BEGIN EXERCISE DATA

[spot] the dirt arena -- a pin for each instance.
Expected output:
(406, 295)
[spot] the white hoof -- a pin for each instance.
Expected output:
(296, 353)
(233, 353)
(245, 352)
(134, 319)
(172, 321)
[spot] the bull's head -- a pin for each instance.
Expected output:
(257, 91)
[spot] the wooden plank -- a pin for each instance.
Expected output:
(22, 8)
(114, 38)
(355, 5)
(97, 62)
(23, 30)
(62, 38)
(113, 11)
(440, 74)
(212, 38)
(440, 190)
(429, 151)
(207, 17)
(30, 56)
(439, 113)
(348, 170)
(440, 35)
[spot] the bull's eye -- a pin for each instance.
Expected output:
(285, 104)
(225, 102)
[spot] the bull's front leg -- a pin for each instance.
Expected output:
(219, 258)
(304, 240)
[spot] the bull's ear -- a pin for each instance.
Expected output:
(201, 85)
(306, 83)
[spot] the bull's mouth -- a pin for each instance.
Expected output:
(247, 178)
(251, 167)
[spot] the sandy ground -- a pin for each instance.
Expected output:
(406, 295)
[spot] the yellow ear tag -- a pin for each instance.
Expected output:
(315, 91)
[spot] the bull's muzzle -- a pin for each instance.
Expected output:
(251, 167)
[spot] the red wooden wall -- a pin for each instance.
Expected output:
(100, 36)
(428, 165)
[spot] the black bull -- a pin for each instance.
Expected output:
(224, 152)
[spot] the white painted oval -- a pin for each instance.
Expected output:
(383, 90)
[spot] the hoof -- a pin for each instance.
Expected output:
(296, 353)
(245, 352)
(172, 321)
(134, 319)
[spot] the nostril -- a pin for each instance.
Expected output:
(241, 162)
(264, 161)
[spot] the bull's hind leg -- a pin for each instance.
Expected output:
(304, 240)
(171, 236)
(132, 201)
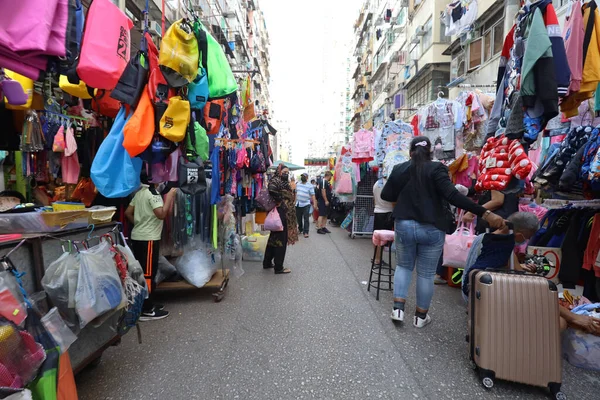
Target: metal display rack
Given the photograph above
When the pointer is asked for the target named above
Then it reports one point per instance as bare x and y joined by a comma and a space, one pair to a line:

END EXERCISE DATA

PROBLEM TO WORK ON:
The records above must be repeated in full and exactly, but without any of the pictures.

COMPLETED EXERCISE:
[spot] the dirt arena -- a pin for each instance.
Expected output:
(406, 295)
[spot] the white hoof -- a pin for each instance.
Expected output:
(296, 353)
(233, 353)
(245, 352)
(134, 319)
(172, 321)
[spot] the bull's head -- a pin for each instance.
Expected output:
(257, 91)
[spot] the wooden plank -- a pin for each instance.
Expected output:
(22, 8)
(114, 38)
(355, 5)
(97, 62)
(23, 30)
(62, 38)
(113, 11)
(440, 74)
(212, 38)
(440, 190)
(429, 151)
(207, 17)
(30, 56)
(439, 113)
(348, 170)
(440, 35)
[spot] the bull's eye -- a pin for each instance.
Expected output:
(285, 104)
(225, 102)
[spot] the bull's front leg -- a pin for each instance.
Expected output:
(219, 258)
(304, 240)
[spot] the bull's ear -- a pin for each instance.
Expected output:
(201, 85)
(306, 83)
[spot] the bull's mouth -- a pin for each instance.
Expected output:
(247, 178)
(251, 167)
[spot] the sandy ground -- a pin for each instance.
Expected output:
(406, 295)
[spot] the yellow ear tag -- a pin for each instance.
Expected output:
(315, 91)
[spot] the bull's muzzle -- a pin for each instance.
Expected output:
(251, 167)
[spot] the red wooden wall -- a pin for each instance.
Expected output:
(100, 36)
(428, 165)
[spot] the black bull -- a pin for each instance.
Expected output:
(224, 152)
[spot] the white painted oval -- a pin for each instance.
Expected output:
(383, 90)
[spot] the hoof -- a pin for each instance.
Expected output:
(296, 353)
(245, 352)
(172, 321)
(134, 319)
[spot] the nostril -- a pin for each instance.
Expected output:
(241, 162)
(264, 161)
[spot] the bull's hind leg -- a pin for each instance.
Expected output:
(304, 240)
(171, 236)
(132, 201)
Target: metal display rack
Given the photograph above
When the pointer is asked for the target named above
Then it reports one point per instance as bare x and y joined by a comma and a space, one pair to a line:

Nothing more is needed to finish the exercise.